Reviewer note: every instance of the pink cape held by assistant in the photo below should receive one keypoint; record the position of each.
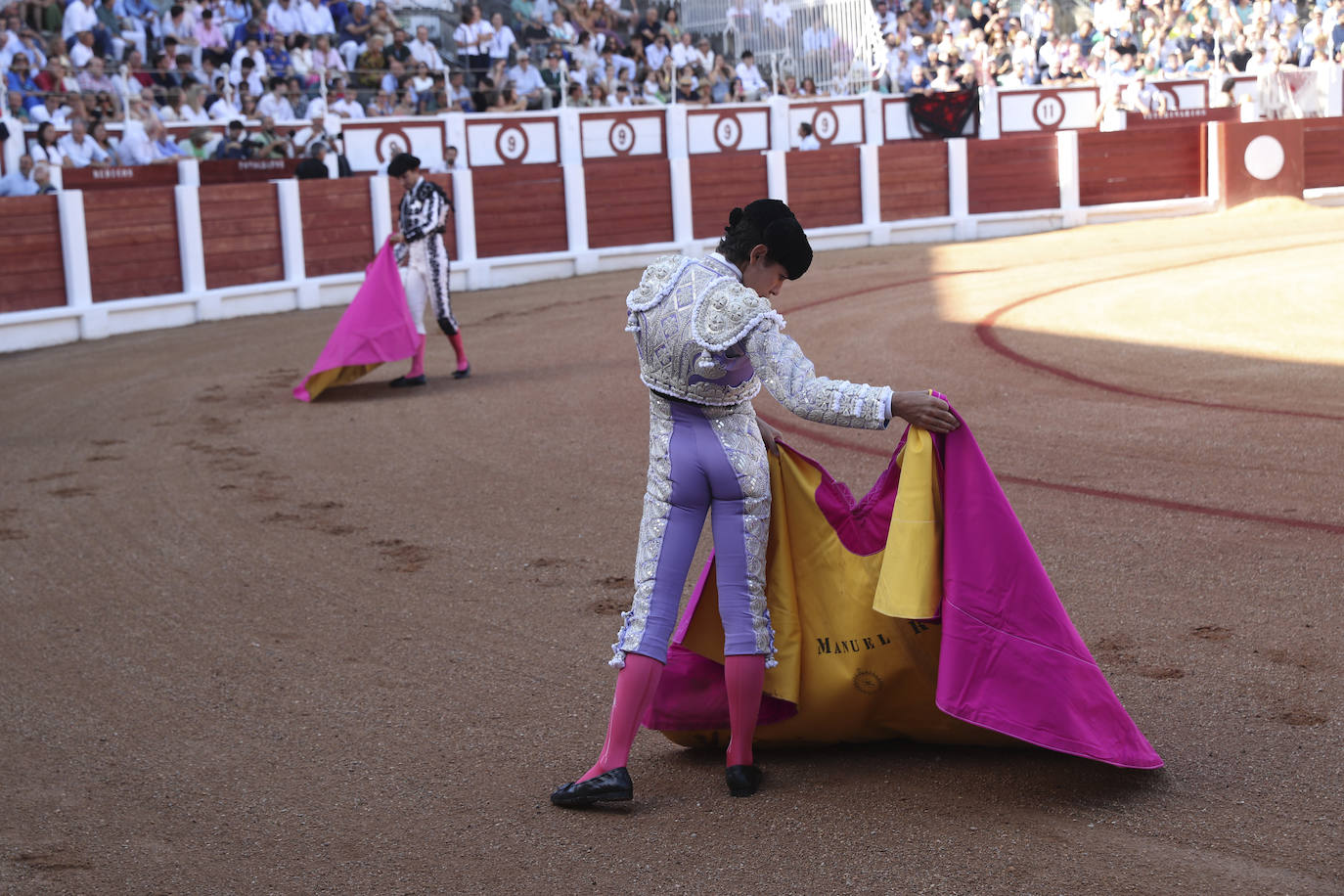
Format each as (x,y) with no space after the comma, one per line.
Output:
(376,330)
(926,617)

++++++++++++++++++++

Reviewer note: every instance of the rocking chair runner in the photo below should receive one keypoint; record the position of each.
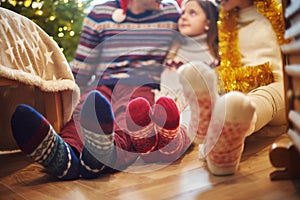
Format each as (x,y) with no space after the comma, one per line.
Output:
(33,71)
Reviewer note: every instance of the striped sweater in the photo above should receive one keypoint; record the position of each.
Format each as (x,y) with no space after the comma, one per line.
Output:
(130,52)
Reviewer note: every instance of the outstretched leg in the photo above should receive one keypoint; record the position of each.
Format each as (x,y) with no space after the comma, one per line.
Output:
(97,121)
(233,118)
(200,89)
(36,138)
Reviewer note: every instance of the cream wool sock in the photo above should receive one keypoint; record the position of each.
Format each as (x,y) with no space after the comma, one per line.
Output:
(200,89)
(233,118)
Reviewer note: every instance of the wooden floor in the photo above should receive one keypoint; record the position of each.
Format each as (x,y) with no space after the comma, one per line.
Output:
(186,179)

++++++++++++++++++++

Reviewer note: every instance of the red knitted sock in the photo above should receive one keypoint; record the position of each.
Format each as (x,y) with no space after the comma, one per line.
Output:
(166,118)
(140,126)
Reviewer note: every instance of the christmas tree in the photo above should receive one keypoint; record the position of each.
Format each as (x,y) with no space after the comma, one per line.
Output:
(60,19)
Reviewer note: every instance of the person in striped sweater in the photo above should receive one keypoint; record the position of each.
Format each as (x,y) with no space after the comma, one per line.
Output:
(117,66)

++++++++++++++++++++

> [The task] How many lines in the material above contain the string "photo", counting only matches with the same case? Reply with the number alone.

> [Expected answer] 9